───── EXCERPT PROVIDED ─────

The Silver Slipper was a grind joint, a place that catered to small-fry gamblers. It was also a bump-and-grind joint. Some of the era’s best-known strippers performed in the long-running burlesque show. The early show started at 10 pm and the late show at 2:45 am. Las Vegas locals and visitors had a lot more stamina in those days.

 

The gambling saloon also became identified with boxing. The Silver Slipper became the primary home of the “Strip Fight of the Week.” The fight cards there, more than 700 according to one count, were held in an upstairs ballroom.

 

Bill Miller, the promoter, began his first Silver Slipper “Fight of the Week” run on Oct. 2, 1961. The main event was a 10-round flyweight contest between Ray Pacheco, a local man, a painter by trade, and Willie Kee, a Navajo Indian from Reno. It must have been a humdinger of a fight because the local paper reported that “ecstatic” patrons showered the ring with coins at the conclusion of the bout.

───── DATA BLOCK ─────

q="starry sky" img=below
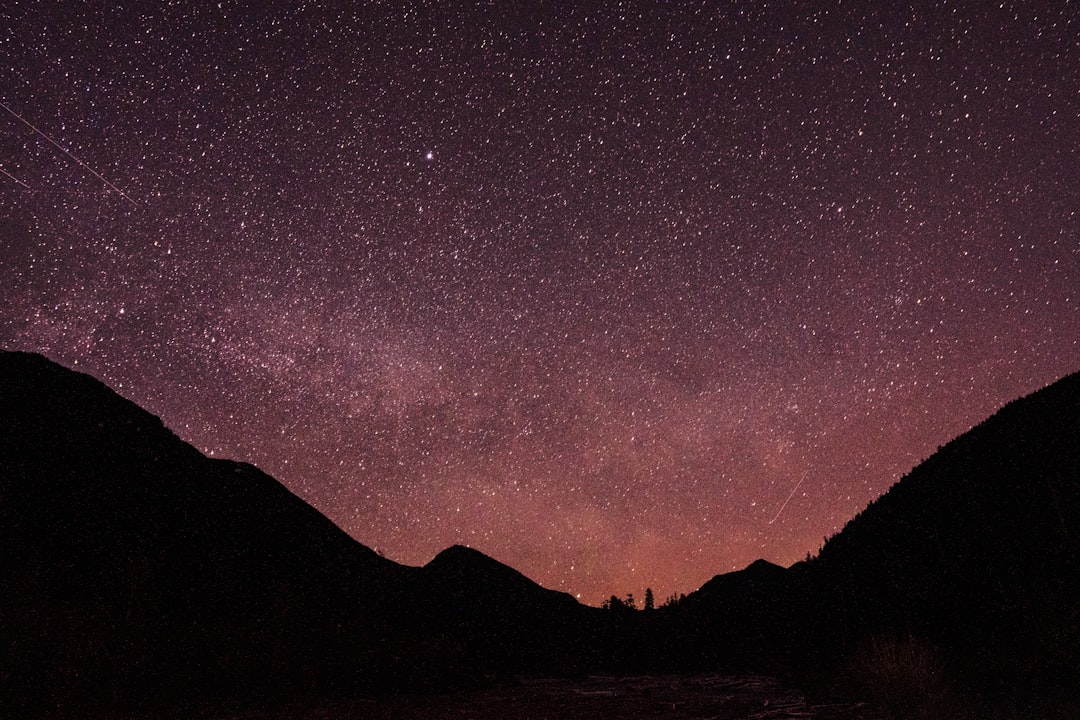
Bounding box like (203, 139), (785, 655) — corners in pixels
(0, 0), (1080, 604)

─────

YOUR GOAL: Write out the Silver Slipper text again, starting at "Bill Miller, the" and ending at "of the bout.", and swap "flyweight" for "bantamweight".

RESULT BELOW:
Bill Miller, the promoter, began his first Silver Slipper “Fight of the Week” run on Oct. 2, 1961. The main event was a 10-round bantamweight contest between Ray Pacheco, a local man, a painter by trade, and Willie Kee, a Navajo Indian from Reno. It must have been a humdinger of a fight because the local paper reported that “ecstatic” patrons showered the ring with coins at the conclusion of the bout.